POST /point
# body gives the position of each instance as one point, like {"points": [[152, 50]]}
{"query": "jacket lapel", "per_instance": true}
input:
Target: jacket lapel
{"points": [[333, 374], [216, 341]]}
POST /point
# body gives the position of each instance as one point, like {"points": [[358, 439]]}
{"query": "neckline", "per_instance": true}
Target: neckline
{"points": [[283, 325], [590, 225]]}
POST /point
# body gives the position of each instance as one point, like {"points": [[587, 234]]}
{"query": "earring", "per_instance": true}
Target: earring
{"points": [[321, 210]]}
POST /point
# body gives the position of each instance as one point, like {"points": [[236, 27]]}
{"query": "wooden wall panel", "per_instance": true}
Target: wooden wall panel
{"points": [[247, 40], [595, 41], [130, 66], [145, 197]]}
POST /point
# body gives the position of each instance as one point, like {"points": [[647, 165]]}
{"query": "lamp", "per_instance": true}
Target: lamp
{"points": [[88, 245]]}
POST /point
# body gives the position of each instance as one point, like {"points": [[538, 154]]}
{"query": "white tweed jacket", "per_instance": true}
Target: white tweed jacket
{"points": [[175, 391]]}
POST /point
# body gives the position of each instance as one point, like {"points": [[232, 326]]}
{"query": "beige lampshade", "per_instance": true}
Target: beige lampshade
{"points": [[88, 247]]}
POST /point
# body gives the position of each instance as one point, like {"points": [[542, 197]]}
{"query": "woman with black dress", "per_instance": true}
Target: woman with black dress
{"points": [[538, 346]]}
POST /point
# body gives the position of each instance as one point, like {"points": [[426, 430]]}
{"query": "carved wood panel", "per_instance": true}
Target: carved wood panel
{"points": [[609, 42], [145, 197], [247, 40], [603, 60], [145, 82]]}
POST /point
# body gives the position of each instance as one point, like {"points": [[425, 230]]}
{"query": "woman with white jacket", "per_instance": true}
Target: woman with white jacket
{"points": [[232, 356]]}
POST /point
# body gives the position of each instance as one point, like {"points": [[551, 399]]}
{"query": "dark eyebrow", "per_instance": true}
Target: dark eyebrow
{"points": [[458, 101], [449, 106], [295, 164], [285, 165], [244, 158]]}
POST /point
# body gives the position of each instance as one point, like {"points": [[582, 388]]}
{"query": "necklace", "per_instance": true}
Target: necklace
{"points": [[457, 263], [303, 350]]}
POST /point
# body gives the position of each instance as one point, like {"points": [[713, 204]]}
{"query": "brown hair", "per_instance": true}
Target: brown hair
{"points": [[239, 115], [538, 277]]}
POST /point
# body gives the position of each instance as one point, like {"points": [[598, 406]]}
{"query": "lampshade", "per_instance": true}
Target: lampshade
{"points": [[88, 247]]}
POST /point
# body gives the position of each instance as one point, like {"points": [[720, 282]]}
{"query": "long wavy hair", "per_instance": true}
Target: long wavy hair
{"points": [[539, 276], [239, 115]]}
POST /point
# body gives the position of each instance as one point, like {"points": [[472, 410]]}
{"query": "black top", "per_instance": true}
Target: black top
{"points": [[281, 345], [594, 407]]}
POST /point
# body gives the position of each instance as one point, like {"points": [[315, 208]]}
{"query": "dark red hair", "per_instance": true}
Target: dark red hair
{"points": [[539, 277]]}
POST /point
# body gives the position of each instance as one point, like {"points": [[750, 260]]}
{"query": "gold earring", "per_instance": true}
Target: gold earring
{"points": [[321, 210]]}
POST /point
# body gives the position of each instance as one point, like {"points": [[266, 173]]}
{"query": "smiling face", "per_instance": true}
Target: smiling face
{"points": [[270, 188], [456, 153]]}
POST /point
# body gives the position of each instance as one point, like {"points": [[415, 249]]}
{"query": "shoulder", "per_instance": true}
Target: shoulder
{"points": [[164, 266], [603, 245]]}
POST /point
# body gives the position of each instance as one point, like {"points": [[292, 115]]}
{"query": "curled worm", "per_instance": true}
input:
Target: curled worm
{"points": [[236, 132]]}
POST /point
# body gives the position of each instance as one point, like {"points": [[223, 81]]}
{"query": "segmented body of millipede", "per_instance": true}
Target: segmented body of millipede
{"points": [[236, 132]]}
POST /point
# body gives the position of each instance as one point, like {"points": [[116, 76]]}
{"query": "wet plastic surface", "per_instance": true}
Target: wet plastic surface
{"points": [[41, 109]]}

* DESCRIPTION OF THE TASK *
Count the lines of the material that contain the string "surface", treating uppercase and lowercase as different. Reply with that number only.

* WRITTEN RESPONSE *
2